— start of EXTRACTED RECORDS —
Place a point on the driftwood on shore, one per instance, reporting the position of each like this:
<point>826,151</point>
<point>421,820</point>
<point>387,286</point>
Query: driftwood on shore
— end of EXTRACTED RECORDS —
◆ DIRECTIVE ◆
Can you switch "shore" to "the beach" throughout the records above and write them out again with everything else left unchanged?

◆ EXERCISE RESPONSE ◆
Place a point on the driftwood on the beach, one per instance, reporting the position of each like this:
<point>826,151</point>
<point>421,820</point>
<point>387,286</point>
Query: driftwood on the beach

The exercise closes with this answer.